* _CHECK YOUR UNDERSTANDING_:
[1] From the passage on the Old Testament canon, copy out the part that opens with the words containing "I have often" and closes with "not technically correct.", swapping "sofa" for "couch".
[2] Say whether each statement agrees with the passage on the Old Testament canon, answering yes or no and quoting the words that decide it: (a) Jesus used the Palestinian Canon. (b) The Jewish Council of Jamnia took place around the year 90 AD. (c) Ethiopian Jews use the Alexandrian Canon.
[3] Write what comes next in the passage on the Old Testament canon, picking up after its last sentence.

* _EXCERPTED PASSAGE_:
Start of Block

I have often yelled at the TV from my place on the sofa: “no, not 39 but 46.” For more than 1000 years, before the Protestant Reformation, the number of books present in “the canon of Scripture [was] … 46 books for the Old Testament (45 if we count Jeremiah and Lamentations as one) and 27 for the New” (ccc 120).

 

The easy way to explain the discrepancy is to say that Protestant reformers like Martin Luther from Germany and the King of England removed the 7 books that contained material contradicting their theology. This, however, is not technically correct.

 

The fact is that the two most popular canons of the Old Testament in use at the time of Jesus was the Septuagint or Alexandrian Canon and the Palestinian Canon. We know from the texts quoted by Jesus in the Gospels that the canon He used was the Septuagint or Alexandrian Canon. This canon was also used by the Apostles and the Jewish community in the first century.

 

Later, after the death of Jesus, when the first disciples continued to use this canon more formally in their liturgies, the Jewish community felt that their canon had been hijacked by the followers of Jesus so around the year 90 AD, at the Jewish Council of Jamnia, they chose to embrace the Palestinian Canon as their official canon. This is the canon that most Jewish communities currently use (except the Ethiopian Jews who use the Alexandrian Canon).

 

It was not until the 16th century that any serious opposition surfaced about Christians using the Alexandrian Canon. Conveniently, reformers like Martin Luther were familiar with the Palestinian Canon used by most Jews. Although somewhat simplified, this provides a summary of how each community embraced a different canon.

 

Catholic Bibles contain 7 more books than Protestant Bibles. The seven books, all in the Old Testament, are Tobit, Judith, Wisdom, Sirach, Baruch and 1 and 2 Maccabees. Catholics call the disputed books “Deuterocanonical” and consider them to be inspired by the Holy Spirit. Protestants call them “apocryphal” and consider them to be false or uninspired.

End of Block

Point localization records
Start of Block

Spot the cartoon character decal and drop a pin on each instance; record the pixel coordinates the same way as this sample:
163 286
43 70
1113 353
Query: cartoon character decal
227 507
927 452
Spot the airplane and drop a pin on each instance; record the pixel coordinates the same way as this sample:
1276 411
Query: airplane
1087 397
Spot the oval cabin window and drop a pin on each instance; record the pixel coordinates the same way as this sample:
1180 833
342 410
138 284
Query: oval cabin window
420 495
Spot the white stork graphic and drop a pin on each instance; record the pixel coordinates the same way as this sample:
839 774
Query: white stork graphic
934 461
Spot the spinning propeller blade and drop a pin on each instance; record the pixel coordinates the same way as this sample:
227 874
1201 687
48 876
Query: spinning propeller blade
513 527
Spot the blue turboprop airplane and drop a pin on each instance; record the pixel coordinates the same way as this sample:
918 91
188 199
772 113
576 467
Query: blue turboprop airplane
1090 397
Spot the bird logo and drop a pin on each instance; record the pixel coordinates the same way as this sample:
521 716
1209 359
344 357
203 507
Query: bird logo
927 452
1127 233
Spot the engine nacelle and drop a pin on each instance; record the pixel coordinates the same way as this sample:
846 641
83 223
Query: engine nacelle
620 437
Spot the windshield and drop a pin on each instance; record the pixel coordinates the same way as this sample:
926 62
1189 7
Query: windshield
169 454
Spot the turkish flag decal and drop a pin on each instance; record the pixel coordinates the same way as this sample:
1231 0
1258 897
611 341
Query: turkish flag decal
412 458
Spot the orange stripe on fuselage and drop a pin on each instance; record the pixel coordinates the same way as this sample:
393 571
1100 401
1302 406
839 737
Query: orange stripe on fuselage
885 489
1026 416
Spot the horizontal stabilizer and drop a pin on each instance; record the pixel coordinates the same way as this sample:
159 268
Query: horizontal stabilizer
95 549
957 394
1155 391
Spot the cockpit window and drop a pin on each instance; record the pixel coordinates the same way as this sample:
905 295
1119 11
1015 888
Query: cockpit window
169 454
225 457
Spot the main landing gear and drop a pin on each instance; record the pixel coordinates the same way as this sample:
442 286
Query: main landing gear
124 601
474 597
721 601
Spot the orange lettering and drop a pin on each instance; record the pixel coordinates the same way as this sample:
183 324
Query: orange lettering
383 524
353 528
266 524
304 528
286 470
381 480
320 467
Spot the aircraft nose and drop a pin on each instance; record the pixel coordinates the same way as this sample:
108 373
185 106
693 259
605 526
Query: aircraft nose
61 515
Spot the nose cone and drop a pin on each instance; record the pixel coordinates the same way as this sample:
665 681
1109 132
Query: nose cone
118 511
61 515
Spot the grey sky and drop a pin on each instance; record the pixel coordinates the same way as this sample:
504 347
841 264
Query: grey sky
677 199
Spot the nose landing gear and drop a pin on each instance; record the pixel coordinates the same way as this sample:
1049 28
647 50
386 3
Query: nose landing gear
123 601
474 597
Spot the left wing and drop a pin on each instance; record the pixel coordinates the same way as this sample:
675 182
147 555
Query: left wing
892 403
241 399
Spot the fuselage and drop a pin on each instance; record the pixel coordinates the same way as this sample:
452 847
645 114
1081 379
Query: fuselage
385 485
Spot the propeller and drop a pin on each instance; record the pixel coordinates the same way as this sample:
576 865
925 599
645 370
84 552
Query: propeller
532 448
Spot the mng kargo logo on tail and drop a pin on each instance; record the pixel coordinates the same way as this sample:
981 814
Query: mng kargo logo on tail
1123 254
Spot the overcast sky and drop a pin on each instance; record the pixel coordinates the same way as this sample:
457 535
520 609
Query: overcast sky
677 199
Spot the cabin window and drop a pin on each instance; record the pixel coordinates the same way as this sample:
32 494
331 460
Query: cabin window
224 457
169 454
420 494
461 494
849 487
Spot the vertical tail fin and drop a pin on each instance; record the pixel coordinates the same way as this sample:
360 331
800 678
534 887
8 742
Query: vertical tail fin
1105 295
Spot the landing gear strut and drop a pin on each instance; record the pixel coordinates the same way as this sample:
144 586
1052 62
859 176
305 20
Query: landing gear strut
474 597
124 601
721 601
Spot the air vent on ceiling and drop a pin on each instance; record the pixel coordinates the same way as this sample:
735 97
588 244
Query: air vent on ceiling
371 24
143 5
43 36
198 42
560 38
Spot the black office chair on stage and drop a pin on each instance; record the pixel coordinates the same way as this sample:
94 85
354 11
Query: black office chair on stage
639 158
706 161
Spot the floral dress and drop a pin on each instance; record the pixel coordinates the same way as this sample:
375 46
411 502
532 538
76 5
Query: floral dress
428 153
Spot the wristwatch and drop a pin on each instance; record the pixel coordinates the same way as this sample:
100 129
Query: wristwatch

End of Block

* _PER-TASK ANSWERS_:
[1]
I have often yelled at the TV from my place on the couch: “no, not 39 but 46.” For more than 1000 years, before the Protestant Reformation, the number of books present in “the canon of Scripture [was] … 46 books for the Old Testament (45 if we count Jeremiah and Lamentations as one) and 27 for the New” (ccc 120).

 

The easy way to explain the discrepancy is to say that Protestant reformers like Martin Luther from Germany and the King of England removed the 7 books that contained material contradicting their theology. This, however, is not technically correct.

[2]
(a) No: "the canon He used was the Septuagint or Alexandrian Canon"
(b) Yes: "around the year 90 AD, at the Jewish Council of Jamnia"
(c) Yes: "except the Ethiopian Jews who use the Alexandrian Canon"

[3]
The Catechism tells us that “it was by the apostolic Tradition that the Church discerned which writings are to be included in the list of the sacred books” (ccc 120). This complete list is called the canon of Sacred Scripture.

 

The 46 books in the Old Testament include: Genesis, Exodus, Leviticus, Numbers, Deuteronomy, Joshua, Judges, Ruth, 1 and 2 Samuel, 1 and 2 Kings, 1 and 2 Chronicles, Ezra and Nehemiah, Tobit, Judith, Esther, 1 and 2 Maccabees, Job, Psalms, Proverbs, Ecclesiastes, the Song of Songs, the Wisdom of Solomon, Sirach (Ecclesiasticus), Isaiah, Jeremiah, Lamentations, Baruch, Ezekiel, Daniel, Hosea, Joel, Amos, Obadiah, Jonah, Micah, Nahum, Habakkuk, Zephaniah, Haggai, Zachariah and Malachi. (ccc 120).

 

The Catechism insists that “the Old Covenant has never been revoked” (ccc 121) and “even though [the Old Testament] contains matters imperfect and provisional” (ccc 122), “the mystery of our salvation is present there in a hidden way” (ccc 122). As such, “Christians venerate the Old Testament as the true Word of God” (ccc123).

 

In terms of the New Testament, “the central object is Jesus Christ, God’s incarnate Son: his acts, teachings, Passion and glorification, and his Church’s beginnings under the Spirit’s guidance” (ccc 124). The 27 books of the New Testament include: “the Gospels according to Matthew, Mark, Luke and John, the Acts of the Apostles, the Letters of St. Paul to the Romans, 1 and 2 Corinthians, Galatians, Ephesians, Philippians, Colossians, 1 and 2 Thessalonians, 1 and 2 Timothy, Titus, Philemon, the Letter to the Hebrews, the Letters of James, 1 and 2 Peter, 1, 2 and 3 John, and Jude, and Revelation (the Apocalypse)” (ccc 120).

 

The Catechism concurs with an observation once made by Saint Augustine: “The New Testament lies hidden in the Old and the Old Testament is unveiled in the New” (ccc¬† 129). It explains further that “the Old Testament retains its own intrinsic value as Revelation reaffirmed by our Lord himself” (ccc 129).